Excerpted data »
• • • • •

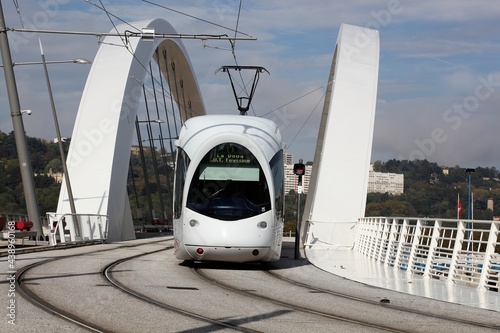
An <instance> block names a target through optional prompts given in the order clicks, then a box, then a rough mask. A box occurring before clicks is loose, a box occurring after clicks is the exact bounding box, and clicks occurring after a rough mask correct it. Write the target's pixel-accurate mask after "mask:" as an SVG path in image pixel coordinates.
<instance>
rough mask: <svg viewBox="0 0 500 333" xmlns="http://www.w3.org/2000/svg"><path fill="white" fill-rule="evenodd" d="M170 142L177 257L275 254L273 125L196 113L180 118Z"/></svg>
mask: <svg viewBox="0 0 500 333" xmlns="http://www.w3.org/2000/svg"><path fill="white" fill-rule="evenodd" d="M176 145H177V159H176V167H175V183H174V209H173V215H174V238H175V255H176V257H177V259H180V260H188V261H226V262H253V261H264V262H267V261H275V260H278V259H279V258H280V254H281V243H282V235H283V217H284V171H283V151H282V142H281V134H280V131H279V129H278V127H277V125H276V124H275V123H274V122H272V121H270V120H267V119H263V118H256V117H251V116H231V115H210V116H199V117H194V118H191V119H189V120H187V121H186V122H185V124H184V126H183V128H182V130H181V133H180V135H179V140H178V141H177V142H176Z"/></svg>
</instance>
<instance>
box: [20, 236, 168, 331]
mask: <svg viewBox="0 0 500 333" xmlns="http://www.w3.org/2000/svg"><path fill="white" fill-rule="evenodd" d="M168 240H169V239H167V240H160V241H153V242H149V243H143V244H135V245H123V246H119V247H116V248H112V249H107V250H102V249H99V250H95V251H91V252H86V253H85V254H91V253H102V252H106V251H112V250H116V249H118V248H133V247H139V246H144V245H150V244H151V243H161V242H165V241H168ZM82 245H87V244H82ZM33 252H37V251H33ZM80 255H81V254H73V255H67V256H61V257H57V258H51V259H47V260H43V261H39V262H36V263H33V264H30V265H27V266H25V267H23V268H20V269H18V270H17V271H16V292H17V293H19V295H21V296H22V297H23V298H24V299H25V300H27V301H28V302H30V303H31V304H33V305H34V306H36V307H38V308H40V309H42V310H44V311H46V312H48V313H50V314H52V315H54V316H57V317H59V318H62V319H64V320H66V321H68V322H71V323H73V324H75V325H78V326H80V327H83V328H85V329H87V330H89V331H92V332H109V330H107V329H104V328H102V327H100V326H99V325H96V324H94V323H91V322H89V321H87V320H85V319H83V318H81V317H79V316H77V315H76V314H73V313H70V312H68V311H66V310H63V309H60V308H58V307H56V306H53V305H52V304H50V303H49V302H47V301H45V300H44V299H43V298H41V297H40V296H38V295H37V294H36V293H34V292H33V291H32V290H30V289H29V288H26V287H25V286H24V282H25V281H26V280H25V279H24V275H25V274H26V272H28V271H29V270H31V269H33V268H35V267H39V266H42V265H44V264H47V263H50V262H54V261H57V260H62V259H67V258H73V257H78V256H80Z"/></svg>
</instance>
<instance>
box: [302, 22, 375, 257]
mask: <svg viewBox="0 0 500 333" xmlns="http://www.w3.org/2000/svg"><path fill="white" fill-rule="evenodd" d="M378 68H379V35H378V31H376V30H371V29H366V28H362V27H357V26H352V25H347V24H342V25H341V27H340V31H339V36H338V39H337V46H336V49H335V53H334V56H333V61H332V67H331V71H330V77H329V79H328V82H329V86H328V89H327V92H326V97H325V103H324V107H323V115H322V118H321V124H320V130H319V134H318V141H317V144H316V152H315V156H314V166H313V170H312V177H311V182H310V185H309V195H308V196H307V201H306V207H305V210H304V215H303V222H302V226H303V227H307V234H306V235H305V245H306V253H307V249H311V248H318V247H319V248H325V247H326V248H334V249H352V247H353V245H354V241H355V236H356V233H355V225H356V222H357V221H358V219H359V218H360V217H364V215H365V205H366V192H367V186H368V171H369V167H370V157H371V150H372V141H373V127H374V120H375V105H376V99H377V85H378ZM308 257H309V256H308Z"/></svg>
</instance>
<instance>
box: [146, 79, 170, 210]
mask: <svg viewBox="0 0 500 333" xmlns="http://www.w3.org/2000/svg"><path fill="white" fill-rule="evenodd" d="M142 91H143V94H144V104H145V107H146V118H147V124H146V129H147V132H148V141H149V147H150V150H151V159H152V160H153V171H154V174H155V179H156V185H157V186H158V189H157V191H158V199H159V201H160V209H161V210H162V212H164V211H165V206H164V204H163V197H162V195H161V183H160V176H159V174H158V162H157V160H156V149H155V146H154V138H153V129H152V126H151V117H150V116H149V106H148V102H147V98H146V87H145V86H144V85H143V86H142ZM155 217H156V216H154V217H153V219H154V218H155Z"/></svg>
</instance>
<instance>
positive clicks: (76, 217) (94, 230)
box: [47, 213, 108, 245]
mask: <svg viewBox="0 0 500 333" xmlns="http://www.w3.org/2000/svg"><path fill="white" fill-rule="evenodd" d="M47 220H48V222H49V228H50V233H49V243H50V245H56V244H57V243H65V242H68V241H70V242H78V241H89V240H106V239H107V237H108V216H107V215H99V214H57V213H47Z"/></svg>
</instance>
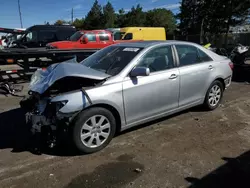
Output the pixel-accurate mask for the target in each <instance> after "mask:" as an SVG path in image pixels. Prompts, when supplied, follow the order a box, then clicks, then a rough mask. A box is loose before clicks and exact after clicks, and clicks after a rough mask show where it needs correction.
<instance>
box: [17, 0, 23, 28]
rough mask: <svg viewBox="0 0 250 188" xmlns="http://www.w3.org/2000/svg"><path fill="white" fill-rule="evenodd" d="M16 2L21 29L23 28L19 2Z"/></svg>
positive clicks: (19, 1)
mask: <svg viewBox="0 0 250 188" xmlns="http://www.w3.org/2000/svg"><path fill="white" fill-rule="evenodd" d="M17 2H18V10H19V17H20V24H21V28H23V21H22V14H21V8H20V0H17Z"/></svg>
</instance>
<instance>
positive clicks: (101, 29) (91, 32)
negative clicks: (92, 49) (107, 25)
mask: <svg viewBox="0 0 250 188" xmlns="http://www.w3.org/2000/svg"><path fill="white" fill-rule="evenodd" d="M81 32H84V33H94V34H98V33H99V32H105V33H108V34H111V32H110V31H108V30H104V29H96V30H81Z"/></svg>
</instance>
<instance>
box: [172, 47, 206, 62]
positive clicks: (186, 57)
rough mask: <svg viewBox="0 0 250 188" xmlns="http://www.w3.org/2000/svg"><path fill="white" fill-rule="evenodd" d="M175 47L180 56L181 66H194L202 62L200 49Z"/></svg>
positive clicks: (185, 47)
mask: <svg viewBox="0 0 250 188" xmlns="http://www.w3.org/2000/svg"><path fill="white" fill-rule="evenodd" d="M175 47H176V50H177V53H178V56H179V63H180V66H187V65H193V64H197V63H201V62H202V61H201V59H200V57H199V54H198V49H197V48H196V47H195V46H191V45H176V46H175Z"/></svg>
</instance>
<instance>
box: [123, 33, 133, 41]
mask: <svg viewBox="0 0 250 188" xmlns="http://www.w3.org/2000/svg"><path fill="white" fill-rule="evenodd" d="M132 39H133V33H127V34H126V35H125V37H124V39H123V40H132Z"/></svg>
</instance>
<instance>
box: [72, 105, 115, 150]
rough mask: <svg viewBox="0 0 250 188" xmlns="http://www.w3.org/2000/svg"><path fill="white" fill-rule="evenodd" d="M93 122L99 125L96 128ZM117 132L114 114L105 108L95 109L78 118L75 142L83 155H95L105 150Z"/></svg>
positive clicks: (75, 145) (76, 145)
mask: <svg viewBox="0 0 250 188" xmlns="http://www.w3.org/2000/svg"><path fill="white" fill-rule="evenodd" d="M92 120H93V121H92ZM101 120H102V121H103V122H102V123H100V122H101ZM93 122H97V124H95V126H94V123H93ZM98 123H99V124H98ZM108 125H110V126H108ZM115 132H116V121H115V118H114V116H113V114H112V113H111V112H110V111H109V110H107V109H105V108H100V107H93V108H89V109H87V110H85V111H83V112H81V113H80V114H79V115H78V116H77V117H76V119H75V121H74V125H73V142H74V144H75V146H76V148H77V149H78V150H79V151H80V152H81V153H94V152H97V151H100V150H102V149H104V148H105V147H106V146H107V145H108V144H109V143H110V141H111V140H112V138H113V137H114V135H115ZM82 138H83V139H82ZM89 143H91V144H89Z"/></svg>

• • • • •

Task to carry out »
How many of the lines above contain the word "after"? Reply with the number alone.

Result of the task »
2